**Text passage:**
In 1778 during the American Revolutionary War, France declared war on Britain, and in 1779 Spain followed suit. That year, the Spanish Governor Don Bernardo de Gálvez led a militia of nearly 1,400 soldiers and a small contingent of rebellious English-speaking colonials from New Orleans toward Baton Rouge. They were victorious in the Battle of Fort Bute and the naval Battle of Lake Pontchartrain, before capturing the recently constructed Fort New Richmond in the Battle of Baton Rouge. Spanish officials renamed the site Fort San Carlos and took control of Baton Rouge.

At the conclusion of the Revolutionary War, Great Britain turned West Florida over to Spain.

===1779-1810: Spanish period===

A colony of Pennsylvania German farmers migrated north from Bayou Manchac, after a series of floods in the 1780s, and settled to the south of Baton Rouge. Known locally as "Dutch Highlanders" ("Dutch" being a corruption of Deutsch, in reference to their language), they settled along a line of bluffs that served as barrier to the Mississippi River floodplain.

Historic Highland Road, located in the heart of present-day Baton Rouge, was originally established as a supply road for the indigo and cotton plantations of the early settlers. The ethnic Germans named two major roads in the area, Essen and Siegen lanes, after cities in Germany. The Kleinpeter and Staring families were among the most prominent of the early German families in the area. Their descendants have remained active in local business affairs since.

In 1800, the Tessier-Lafayette buildings were built on what is now Lafayette Street and survive today. Development of sections followed. In 1805, the Spanish administrator, the Francophone creole Don Carlos Louis Boucher de Grand Pré, commissioned a plan for the area today known as Spanish Town. In 1806, Elias Beauregard led a planning commission for what is today known as Beauregard Town.

==Statehood to Civil War==

===1810-1812: Republic of West Florida & Orleans Territory===

The Bonnie Blue Flag of West Florida

As a result of the United States' 1803 Louisiana Purchase, it gained the former French territory in North America (retroceded by Spain to France). At that point, Spanish West Florida was almost entirely surrounded by the United States and its possessions. The Spanish fort at Baton Rouge became the only non-U.S. military post on the Mississippi River.

**Records shown:**
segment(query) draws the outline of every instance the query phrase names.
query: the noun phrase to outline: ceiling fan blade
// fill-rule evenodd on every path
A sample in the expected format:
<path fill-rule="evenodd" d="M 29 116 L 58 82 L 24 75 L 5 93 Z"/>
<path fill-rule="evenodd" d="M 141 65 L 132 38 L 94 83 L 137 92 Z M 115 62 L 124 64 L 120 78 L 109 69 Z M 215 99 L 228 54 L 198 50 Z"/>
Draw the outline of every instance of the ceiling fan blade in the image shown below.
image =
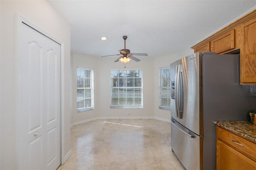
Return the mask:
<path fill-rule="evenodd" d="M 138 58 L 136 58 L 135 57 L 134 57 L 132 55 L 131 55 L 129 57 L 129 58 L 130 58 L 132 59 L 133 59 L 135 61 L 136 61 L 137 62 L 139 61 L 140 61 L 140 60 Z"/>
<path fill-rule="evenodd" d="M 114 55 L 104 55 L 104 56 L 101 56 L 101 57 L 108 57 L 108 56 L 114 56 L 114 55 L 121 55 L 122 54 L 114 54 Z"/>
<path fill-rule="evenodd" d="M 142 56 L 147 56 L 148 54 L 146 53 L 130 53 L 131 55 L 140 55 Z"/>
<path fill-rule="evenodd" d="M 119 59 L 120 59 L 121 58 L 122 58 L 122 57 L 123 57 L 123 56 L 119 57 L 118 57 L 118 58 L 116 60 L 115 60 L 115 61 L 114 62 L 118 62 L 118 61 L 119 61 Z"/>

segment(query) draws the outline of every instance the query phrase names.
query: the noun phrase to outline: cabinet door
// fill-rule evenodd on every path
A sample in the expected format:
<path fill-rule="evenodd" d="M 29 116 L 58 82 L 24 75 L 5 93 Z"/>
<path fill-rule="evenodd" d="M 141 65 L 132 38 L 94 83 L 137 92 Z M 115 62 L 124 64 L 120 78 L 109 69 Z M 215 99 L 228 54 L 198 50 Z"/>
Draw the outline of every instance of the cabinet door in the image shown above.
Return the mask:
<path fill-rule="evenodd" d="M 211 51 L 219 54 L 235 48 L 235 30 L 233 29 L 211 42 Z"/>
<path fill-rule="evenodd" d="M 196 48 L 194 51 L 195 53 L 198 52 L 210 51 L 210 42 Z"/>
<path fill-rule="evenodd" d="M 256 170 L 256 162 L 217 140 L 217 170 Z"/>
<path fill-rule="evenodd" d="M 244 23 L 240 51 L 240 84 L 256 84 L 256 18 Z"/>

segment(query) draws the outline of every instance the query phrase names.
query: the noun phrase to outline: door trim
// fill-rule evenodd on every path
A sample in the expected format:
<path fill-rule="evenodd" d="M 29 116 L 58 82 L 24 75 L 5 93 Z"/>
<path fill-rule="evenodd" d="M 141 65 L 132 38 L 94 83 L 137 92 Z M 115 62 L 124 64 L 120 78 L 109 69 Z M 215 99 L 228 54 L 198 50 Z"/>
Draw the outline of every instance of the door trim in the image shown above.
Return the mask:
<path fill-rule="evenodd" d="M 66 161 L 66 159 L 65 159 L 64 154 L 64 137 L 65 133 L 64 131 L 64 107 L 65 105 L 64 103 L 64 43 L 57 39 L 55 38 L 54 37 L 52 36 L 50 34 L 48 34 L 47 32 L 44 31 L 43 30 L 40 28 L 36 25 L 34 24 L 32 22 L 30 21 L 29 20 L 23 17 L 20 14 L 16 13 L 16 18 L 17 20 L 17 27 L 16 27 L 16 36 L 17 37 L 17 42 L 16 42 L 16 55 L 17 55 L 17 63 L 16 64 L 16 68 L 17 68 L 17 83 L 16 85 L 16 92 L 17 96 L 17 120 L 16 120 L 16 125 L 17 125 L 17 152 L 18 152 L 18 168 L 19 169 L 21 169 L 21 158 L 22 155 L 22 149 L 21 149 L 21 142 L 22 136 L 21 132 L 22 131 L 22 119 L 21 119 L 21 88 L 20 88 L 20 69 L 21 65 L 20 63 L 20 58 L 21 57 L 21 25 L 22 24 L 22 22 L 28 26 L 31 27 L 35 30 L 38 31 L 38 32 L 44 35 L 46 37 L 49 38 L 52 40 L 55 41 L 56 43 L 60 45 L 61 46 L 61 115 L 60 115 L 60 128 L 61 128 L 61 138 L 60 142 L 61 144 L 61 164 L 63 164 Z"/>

**Work instruction 1:** List every battle named in the Baton Rouge history passage.
**Work instruction 2:** Continue the Baton Rouge history passage after its last sentence.
The lines have no connection to the text.

**Answer box 1:**
Battle of Fort Bute
Battle of Lake Pontchartrain
Battle of Baton Rouge

**Answer box 2:**
Several of the inhabitants of the Baton Rouge District began to organize conventions to plan a rebellion, among them Fulwar Skipwith, a Baton Rouge citizen. At least one meeting was held in a house on a street which has since been renamed Convention Street, in their honor. On September 23, 1810, the rebels overcame the Spanish garrison at Fort San Carlos; they unfurled the flag of the new Republic of West Florida, known as the Bonnie Blue Flag. The West Florida Republic existed for almost ninety (90) days, during which St. Francisville in present-day West Feliciana Parish served as its capital.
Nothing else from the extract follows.